++++ ARTICLE ++++

How I Bonded with My Son by Ignoring Gaming Limits

How to manage kids’ gaming time is a hot parenting topic. Parents worry about gaming “addiction,” “Minecrack,” and their kids’ lack of enthusiasm for offline activities. They share humble brags about their strategies for managing gaming in their family. A gamer dad insists they have no rules about gaming, and his kids have figured out how to set their own limits just fine. A mom sets up an elaborate system of game-time cards to be banked and cashed in. Another mom suggests calling kids off their devices with the incantation, ““You are hereby summoned to the RW! I missed you!”

I can’t imagine implementing most of these approaches myself. They are all interesting, sometimes bizarre, and often impressive. I’ve done my own share of humble bragging.  My friends are probably sick of my going on about my son’s good taste in games like Magic, Minecraft, Starcraft, and DOTA.I’ve blogged about how he taught me about what an awesome learning environment Minecraft can be when he built a redstone calculator in game for fun. But I acknowledge that managing kids’ gaming time has involved as much worry, irritation, and nagging as it does pride and acceptance.

This is the first of a series of posts that dives into common advice about managing kids’ gaming time, and how real families do or don’t measure up. I’ve argued that screen time is an outdated concept and that quality matters more than quantity. That doesn’t mean I’m blind to the struggles families face in fostering healthy gaming habits. How families manage kids’ gaming time is one of the most fraught subtopics in how families handle technology and screen time.  I’ll review the research and advice from experts, draw from my personal experiences, and gather real stories.

I’ll start with the one piece of advice that everyone seems to agree on: set limits.  With my son’s permission, I share three bright spots in setting, and abandoning gaming time limits. I’m hoping you all might share your stories too. Sometimes it’s the little moments that help us make sense of things, even more than the expert advice, big insights, and research.

Experts Agree: Set Gaming Limits

Parenting experts generally agree that an “authoritative” style of parenting is healthier than neglectful, permissive, or authoritarian parenting. This means having high expectations and shared values, combined with an open communication style. When it comes to gaming, this means having clear standards and expectations, and consequences when those standards aren’t met. But it also means two-way communication and lack of negative judgements about kids’ interests in gaming.

Good advice on managing kids’ gaming time often starts with an appreciation or at least acceptance of gaming. Gamer parents preface advice with their own love of gaming, and personal struggles to set limits. Experts urge parents to recognize that gaming “is an important part of kids’ social lives, especially for boys.” A non-gamer mom argues for a positive approach to managing kids’ gaming time, and her first tip is to “accept that gaming is fun for your child, even if it’s not fun for you.”

The actual strategies folks suggest for setting limits is all over the map. They range from time based rules, elaborate reward systems, screening for particular kinds of content, or just keeping an eye on balance. Consequences can range from reductions in gaming time, confiscated controllers, to no dessert. The underlying theme is that families need to reflect their shared values and commitments in how they managing kids’ gaming time, just like with any other sphere of life. Here’s a few vignettes from my family.

++++

THINGS TO DO =>
**a)** In the gaming-limits post, what is the non-gamer mom's first tip for managing kids' gaming time?
**b)** Please carry the gaming-limits post on from its last sentence.
You won't need the material that follows this post.

++++ DATA ENTRIES ++++

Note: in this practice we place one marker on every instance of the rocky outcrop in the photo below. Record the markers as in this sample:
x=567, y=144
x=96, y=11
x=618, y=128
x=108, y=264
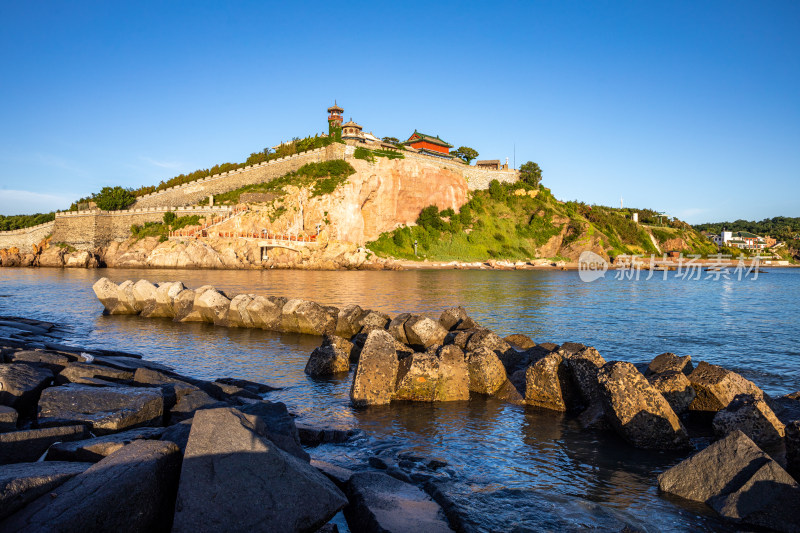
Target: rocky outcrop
x=716, y=387
x=739, y=481
x=637, y=411
x=229, y=470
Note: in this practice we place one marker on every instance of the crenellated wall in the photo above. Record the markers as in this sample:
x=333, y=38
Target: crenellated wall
x=25, y=238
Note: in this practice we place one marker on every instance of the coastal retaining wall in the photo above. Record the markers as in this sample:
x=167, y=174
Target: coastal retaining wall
x=25, y=238
x=87, y=229
x=191, y=193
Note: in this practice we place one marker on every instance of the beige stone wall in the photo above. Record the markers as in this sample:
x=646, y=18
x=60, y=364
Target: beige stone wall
x=88, y=229
x=25, y=238
x=191, y=193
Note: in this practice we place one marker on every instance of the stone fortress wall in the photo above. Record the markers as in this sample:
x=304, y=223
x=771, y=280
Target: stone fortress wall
x=25, y=238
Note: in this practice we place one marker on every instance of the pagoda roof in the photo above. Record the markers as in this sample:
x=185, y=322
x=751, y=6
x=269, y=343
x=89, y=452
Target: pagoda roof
x=429, y=138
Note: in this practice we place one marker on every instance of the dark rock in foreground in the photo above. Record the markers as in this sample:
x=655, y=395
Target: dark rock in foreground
x=131, y=490
x=234, y=479
x=379, y=502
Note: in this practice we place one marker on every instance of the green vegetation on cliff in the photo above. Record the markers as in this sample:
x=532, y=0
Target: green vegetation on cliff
x=519, y=221
x=325, y=177
x=12, y=222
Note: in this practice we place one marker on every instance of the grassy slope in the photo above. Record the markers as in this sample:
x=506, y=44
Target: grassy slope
x=501, y=225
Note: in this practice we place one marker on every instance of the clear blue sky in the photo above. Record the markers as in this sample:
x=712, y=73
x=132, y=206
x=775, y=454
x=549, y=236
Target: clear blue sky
x=692, y=108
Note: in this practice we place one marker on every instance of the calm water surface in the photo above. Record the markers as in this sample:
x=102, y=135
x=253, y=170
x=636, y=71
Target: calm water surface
x=749, y=326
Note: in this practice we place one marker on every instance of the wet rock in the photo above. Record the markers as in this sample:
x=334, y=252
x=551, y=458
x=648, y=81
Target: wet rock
x=265, y=312
x=418, y=378
x=77, y=372
x=95, y=449
x=638, y=411
x=106, y=409
x=792, y=442
x=333, y=357
x=302, y=316
x=453, y=375
x=669, y=362
x=584, y=366
x=486, y=372
x=397, y=328
x=751, y=416
x=379, y=502
x=547, y=383
x=716, y=387
x=519, y=341
x=374, y=320
x=348, y=321
x=29, y=445
x=238, y=316
x=22, y=483
x=376, y=374
x=278, y=426
x=676, y=389
x=8, y=418
x=229, y=471
x=162, y=305
x=456, y=318
x=55, y=362
x=132, y=489
x=735, y=478
x=21, y=385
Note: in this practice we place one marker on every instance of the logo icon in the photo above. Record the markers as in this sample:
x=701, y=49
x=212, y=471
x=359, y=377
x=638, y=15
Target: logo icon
x=591, y=266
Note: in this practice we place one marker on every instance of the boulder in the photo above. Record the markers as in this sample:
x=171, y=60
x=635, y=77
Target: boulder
x=716, y=387
x=333, y=357
x=422, y=332
x=95, y=449
x=106, y=409
x=520, y=342
x=675, y=387
x=453, y=375
x=456, y=318
x=29, y=445
x=8, y=418
x=348, y=321
x=418, y=378
x=22, y=483
x=547, y=383
x=669, y=362
x=486, y=372
x=397, y=327
x=379, y=502
x=162, y=305
x=278, y=426
x=584, y=366
x=374, y=320
x=739, y=481
x=638, y=411
x=21, y=385
x=265, y=312
x=376, y=374
x=77, y=372
x=751, y=416
x=238, y=316
x=55, y=362
x=792, y=442
x=229, y=472
x=132, y=489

++++

ANSWERS TO EACH TASK =>
**a)** Accept that gaming is fun for your child, even if it's not fun for you.

**b)**
Diary of a Zergling

When my son was in sixth grade and obsessed with Starcraft, I found him reading Starcraft fan fiction online. He was glued to the screen, ignoring homework that I knew was due the next day. I fretted a bit, but didn’t insist on the homework-first policy that night. He has always been an avid reader, but this was the first crossover I’d seen between fiction and gaming for him, so I took this as a promising development.

That night, he printed out some fan fiction to take to bed. When I went in to have our little nightly chat before lights out, I asked him about what he was reading. He explained that he was reading “Diary of a Zergling,” which chronicled the daily life of a foot soldier of the Zerg race. He looked sad when he told me that the last entry was of the soldier going to the front lines in a big battle. He explained how it gave him a different perspective on the game. He also mentioned that it reminded him about the wartime hierarchies they learned about in his history class.

One of our general rules has been that homework, chores, and exercise comes before entertainment. But I filed this moment away as a win for prioritizing gaming over homework. Clearly the history lesson made more sense when he could connect it with a game he was deeply involved with.

“How Much Longer Until Dinner?”

Photo by Pablo029

When I was doing research on YouTube in the early years, I remember seeing a video of a kid getting a perfect score on one of the highest levels of DDR. It was an amazing performance. Near the end of the song, you can hear his mom furiously yelling at him to come to dinner in the background, oblivious to the fact that he is on the verge of a truly epic achievement. I found this hilarious, but it also struck a nerve. One of the biggest points of tension between my son and I around gaming is when he refuses to quit a game to come to dinner.

I cook a homemade meal almost every night for my family, and food is one of the interests our whole family is passionate about. Dinner together is sacred. I’ve never been more furious at my son than when I have to yell at him to get off his game to come to dinner, or he is late to the table because he needs to finish a group match. I am respectful of the fact that games are meant to be completed or saved, but I draw the line at family dinner. I never developed any particularly inspired strategy for dealing with this tension except yelling and being mad about mushy pasta.

About a year ago, I noticed that if I was making dinner he would ask me “How much longer until dinner?” before he started his next game. I can hear him negotiating with this buddies on what they’ll play depending on my answer. It’s a smart and easy fix that he figured out on his own. Sometimes a game runs longer than expected, or my estimate for dinner is off, but mostly I don’t have tantrums at dinnertime anymore.  I kinda wish it had taken less than a decade, but I’ll take my wins when they come.

More of a Guideline than an Actual Rule

Sleep is the other thing that sets me off. Just this past weekend, I staggered into the kitchen after midnight to get a glass of water, and found him trash talking with his buddy over a game of DOTA. I snapped that he needed to get to bed. He waved me off with his usual cheery dismissal in Japanese, his language of choice for appeasing mom: mousugu owaru (It will end soon).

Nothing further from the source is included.